— Start —
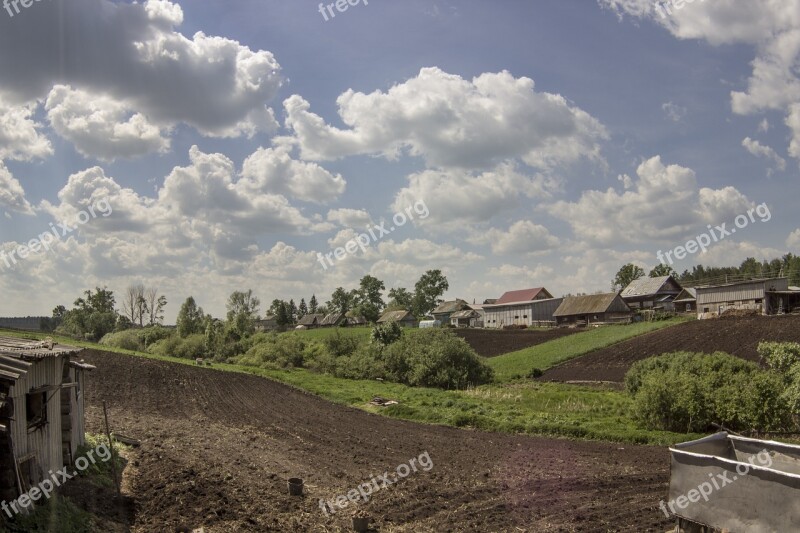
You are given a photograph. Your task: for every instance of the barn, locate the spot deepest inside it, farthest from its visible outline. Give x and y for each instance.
(41, 411)
(763, 296)
(652, 293)
(527, 307)
(593, 309)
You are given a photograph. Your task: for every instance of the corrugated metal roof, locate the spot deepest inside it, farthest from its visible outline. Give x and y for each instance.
(521, 295)
(645, 286)
(580, 305)
(450, 307)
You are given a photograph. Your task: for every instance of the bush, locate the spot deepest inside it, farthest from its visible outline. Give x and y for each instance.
(686, 392)
(435, 358)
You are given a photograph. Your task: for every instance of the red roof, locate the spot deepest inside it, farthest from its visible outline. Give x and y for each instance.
(523, 295)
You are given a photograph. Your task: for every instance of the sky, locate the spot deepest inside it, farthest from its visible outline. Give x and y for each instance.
(211, 146)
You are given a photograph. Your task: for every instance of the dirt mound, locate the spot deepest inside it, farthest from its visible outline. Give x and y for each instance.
(217, 449)
(736, 336)
(491, 342)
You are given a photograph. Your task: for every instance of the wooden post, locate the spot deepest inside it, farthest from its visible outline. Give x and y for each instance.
(111, 448)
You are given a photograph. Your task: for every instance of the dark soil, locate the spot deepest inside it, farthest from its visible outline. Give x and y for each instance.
(217, 449)
(494, 342)
(736, 336)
— End —
Task brief:
Transcribe the listing in full. Omit the pictures and keep every line exact.

Exercise solution:
You are given a photograph. Your task: for every instance of the barn, locate the spot deepest inside it, farthest from its visible outline. Give x and y for each instance.
(41, 411)
(763, 296)
(652, 293)
(527, 307)
(593, 309)
You are given a photograph. Your task: for every instance of the corrugated metal roof, locate the spot deepest inside it, farthest from its visible outline. Give x and y for each instance.
(521, 295)
(645, 286)
(580, 305)
(450, 307)
You are given a photograph. Your task: for every instance of the bush, locate the spot deepest inside it, farthest from its visible outline. Give x and y for each instance.
(686, 392)
(435, 358)
You are given a photograph. Your task: for every instance of the red roof, locate the spot deepest inside it, farthest from its visible outline. Give x and y for each instance.
(523, 295)
You are given a photograph. Your task: for every instance of the sky, locate the spot deepest inside it, farthest from its visible outline. Give x and y for each instance.
(211, 146)
You are given a photograph. Your task: for every instance of the dirt mound, locate the spot deepest inside it, farthest from its visible outline. Give x and y for each instance.
(217, 449)
(736, 336)
(491, 342)
You are given a photograph. Your task: for every instance of the wooden post, locate the spot deepest inside it, farthest from its visible outline. Give x and y for each instance.
(111, 448)
You are given a photograph. Your task: for every instance of the dark soil, locate the spot deepest inside it, farthest from its visible outline. Give x and y for each instance.
(217, 449)
(494, 342)
(736, 336)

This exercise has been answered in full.